Since the EU referendum last year, the number of nurses from the European Union applying to work in the United Kingdom has fallen by 96%. Statistics collated by the Nursing & Midwifery Council show that the number of nurse applicants from the EU fell from 1,304 in July 2016 to 46 in April 2017.
Anita Charlesworth, Director of Research and Economics at the Health Foundation reported a current shortage of 30,000 nurses in England.
The Royal College of Nurses have said that the government’s refusal to guarantee the status of EU nationals living in the UK has further exacerbated shortages in NHS nursing staff.
The British Medical Association council chair, Dr Mark Porter said: “Following the EU referendum, thousands of European Economic Area nationals working in the NHS and wider health and social care system have been left feeling uncertain as to whether they and their families will have the right to live and work here.”

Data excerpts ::
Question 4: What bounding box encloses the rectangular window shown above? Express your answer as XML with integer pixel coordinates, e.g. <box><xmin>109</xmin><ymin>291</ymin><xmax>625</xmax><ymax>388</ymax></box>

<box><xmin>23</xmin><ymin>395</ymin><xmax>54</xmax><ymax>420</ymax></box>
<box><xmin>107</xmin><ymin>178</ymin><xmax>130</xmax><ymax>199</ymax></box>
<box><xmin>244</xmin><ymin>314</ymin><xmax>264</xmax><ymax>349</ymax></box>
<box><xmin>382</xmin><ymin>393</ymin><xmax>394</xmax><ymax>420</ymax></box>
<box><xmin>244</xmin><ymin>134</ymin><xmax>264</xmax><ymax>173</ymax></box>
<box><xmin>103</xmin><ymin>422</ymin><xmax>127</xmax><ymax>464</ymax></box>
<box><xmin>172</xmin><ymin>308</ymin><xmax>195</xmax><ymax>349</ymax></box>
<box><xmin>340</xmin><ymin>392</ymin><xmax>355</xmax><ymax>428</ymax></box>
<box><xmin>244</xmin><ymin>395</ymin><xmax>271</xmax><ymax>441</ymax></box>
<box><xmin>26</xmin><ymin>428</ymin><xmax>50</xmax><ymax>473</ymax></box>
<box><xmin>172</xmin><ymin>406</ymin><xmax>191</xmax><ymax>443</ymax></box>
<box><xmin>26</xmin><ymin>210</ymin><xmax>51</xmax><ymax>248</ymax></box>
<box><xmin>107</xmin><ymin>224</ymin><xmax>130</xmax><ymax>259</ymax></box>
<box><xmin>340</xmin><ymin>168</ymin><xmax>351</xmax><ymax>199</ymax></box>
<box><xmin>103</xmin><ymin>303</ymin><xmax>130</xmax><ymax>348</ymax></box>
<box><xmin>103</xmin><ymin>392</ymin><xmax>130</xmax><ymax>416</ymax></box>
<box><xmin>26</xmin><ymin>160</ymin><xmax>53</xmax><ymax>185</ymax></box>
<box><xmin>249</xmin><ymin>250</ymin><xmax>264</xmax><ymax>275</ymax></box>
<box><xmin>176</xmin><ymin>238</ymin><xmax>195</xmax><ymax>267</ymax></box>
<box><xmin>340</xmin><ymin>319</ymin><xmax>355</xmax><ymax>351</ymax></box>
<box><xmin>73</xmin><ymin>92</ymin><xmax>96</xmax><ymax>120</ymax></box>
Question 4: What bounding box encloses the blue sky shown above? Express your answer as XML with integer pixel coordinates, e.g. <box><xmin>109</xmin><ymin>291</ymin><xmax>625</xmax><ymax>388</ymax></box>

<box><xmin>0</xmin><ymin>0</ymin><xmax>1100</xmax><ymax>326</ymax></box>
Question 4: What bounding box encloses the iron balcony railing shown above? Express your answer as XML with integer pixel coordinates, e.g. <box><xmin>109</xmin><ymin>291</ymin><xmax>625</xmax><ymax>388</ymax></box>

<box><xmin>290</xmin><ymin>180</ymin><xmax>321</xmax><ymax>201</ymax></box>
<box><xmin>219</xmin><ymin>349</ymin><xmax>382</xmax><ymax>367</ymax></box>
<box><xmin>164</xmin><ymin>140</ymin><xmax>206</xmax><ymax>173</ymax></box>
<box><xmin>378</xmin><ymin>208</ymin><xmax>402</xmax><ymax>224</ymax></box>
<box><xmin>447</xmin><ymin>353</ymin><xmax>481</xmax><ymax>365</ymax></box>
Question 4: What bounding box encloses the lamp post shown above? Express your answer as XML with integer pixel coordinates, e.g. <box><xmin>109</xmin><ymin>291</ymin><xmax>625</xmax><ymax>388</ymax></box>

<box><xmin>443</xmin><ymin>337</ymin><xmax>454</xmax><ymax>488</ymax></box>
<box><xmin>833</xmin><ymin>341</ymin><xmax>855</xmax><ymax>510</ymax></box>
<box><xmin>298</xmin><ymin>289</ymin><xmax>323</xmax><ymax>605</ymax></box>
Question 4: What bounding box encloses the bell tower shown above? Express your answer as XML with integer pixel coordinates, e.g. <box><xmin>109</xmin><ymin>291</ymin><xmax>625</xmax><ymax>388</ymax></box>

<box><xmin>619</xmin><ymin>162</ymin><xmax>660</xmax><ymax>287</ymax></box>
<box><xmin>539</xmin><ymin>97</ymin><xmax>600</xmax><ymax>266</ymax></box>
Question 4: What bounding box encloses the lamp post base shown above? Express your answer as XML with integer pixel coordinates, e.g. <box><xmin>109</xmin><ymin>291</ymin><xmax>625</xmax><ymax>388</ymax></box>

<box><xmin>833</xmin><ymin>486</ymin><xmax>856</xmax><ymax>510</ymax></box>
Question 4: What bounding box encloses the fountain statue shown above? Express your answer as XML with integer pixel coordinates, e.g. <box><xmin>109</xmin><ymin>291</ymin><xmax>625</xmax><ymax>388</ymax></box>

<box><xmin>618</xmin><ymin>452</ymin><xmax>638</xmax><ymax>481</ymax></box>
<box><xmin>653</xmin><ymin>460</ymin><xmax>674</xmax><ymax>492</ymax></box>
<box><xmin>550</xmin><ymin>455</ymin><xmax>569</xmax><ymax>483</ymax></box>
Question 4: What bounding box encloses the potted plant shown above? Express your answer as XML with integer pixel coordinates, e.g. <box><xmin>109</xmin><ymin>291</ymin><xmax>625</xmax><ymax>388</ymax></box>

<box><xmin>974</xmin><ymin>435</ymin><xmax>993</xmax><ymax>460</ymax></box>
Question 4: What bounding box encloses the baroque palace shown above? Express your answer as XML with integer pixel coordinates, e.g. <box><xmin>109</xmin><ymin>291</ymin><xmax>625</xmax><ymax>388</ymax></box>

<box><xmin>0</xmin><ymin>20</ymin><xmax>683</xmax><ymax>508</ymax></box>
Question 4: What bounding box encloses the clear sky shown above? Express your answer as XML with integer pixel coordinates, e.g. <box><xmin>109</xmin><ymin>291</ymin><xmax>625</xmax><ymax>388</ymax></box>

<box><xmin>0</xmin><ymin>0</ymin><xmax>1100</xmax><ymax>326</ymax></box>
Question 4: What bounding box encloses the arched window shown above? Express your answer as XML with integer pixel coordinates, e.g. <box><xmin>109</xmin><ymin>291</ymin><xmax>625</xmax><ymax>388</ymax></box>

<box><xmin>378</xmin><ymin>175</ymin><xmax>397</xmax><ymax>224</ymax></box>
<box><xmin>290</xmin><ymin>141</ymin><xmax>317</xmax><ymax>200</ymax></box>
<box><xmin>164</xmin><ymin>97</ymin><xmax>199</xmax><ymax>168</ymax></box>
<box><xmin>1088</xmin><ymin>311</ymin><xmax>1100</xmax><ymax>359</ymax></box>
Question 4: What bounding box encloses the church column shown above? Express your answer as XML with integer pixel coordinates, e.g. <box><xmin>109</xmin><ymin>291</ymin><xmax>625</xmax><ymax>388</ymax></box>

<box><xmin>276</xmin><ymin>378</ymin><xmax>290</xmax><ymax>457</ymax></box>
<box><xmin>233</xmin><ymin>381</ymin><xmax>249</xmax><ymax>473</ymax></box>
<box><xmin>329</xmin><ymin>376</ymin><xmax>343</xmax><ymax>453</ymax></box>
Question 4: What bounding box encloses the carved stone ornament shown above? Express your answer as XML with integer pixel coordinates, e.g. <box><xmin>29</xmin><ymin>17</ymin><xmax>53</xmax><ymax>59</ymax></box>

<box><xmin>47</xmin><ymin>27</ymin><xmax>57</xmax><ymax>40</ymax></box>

Apply what you read ::
a) Retype the portion of the article on EU nurse applications starting at "Anita Charlesworth, Director" and ending at "NHS nursing staff.".
b) According to the article on EU nurse applications, what has the Royal College of Nurses said made shortages in NHS nursing staff worse? Answer in one to three sentences.
c) Proceed with the article on EU nurse applications from the point where it stops.

Replies ::
a)
Anita Charlesworth, Director of Research and Economics at the Health Foundation reported a current shortage of 30,000 nurses in England.
The Royal College of Nurses have said that the government’s refusal to guarantee the status of EU nationals living in the UK has further exacerbated shortages in NHS nursing staff.

b) The Royal College of Nurses said the government's refusal to guarantee the status of EU nationals living in the UK has further exacerbated shortages in NHS nursing staff.

c)
Figures collated by NHS Digital show a total of 17,197 EU healthcare staff, including nurses, left their posts in 2016, compared with 13,321 in 2015 and 11,222 in 2014.
For several years the health service has relied on international workers to help fill NHS vacancies as the NHS has struggled to train and retain sufficient British nationals. Presently, as Britain embarks on Brexit negotiations, a major concern is that shortages in clinical workforce will push the NHS to a critical point.
The Royal College of Nursing reported that one in nine posts is now vacant. Janet Davies, Chief Executive and General Secretary said “We rely on the contributions of EU staff and this drop in numbers could have severe consequences for patients and their families… Our nursing workforce is in a state of crisis. Across our health service, from A&E to elderly care, this puts patients at serious risk.”
With continuous rising demands in healthcare and critical shortages in the clinical workforce, patients are being placed under a greater risk of not receiving the adequate and timely care that they are entitled to.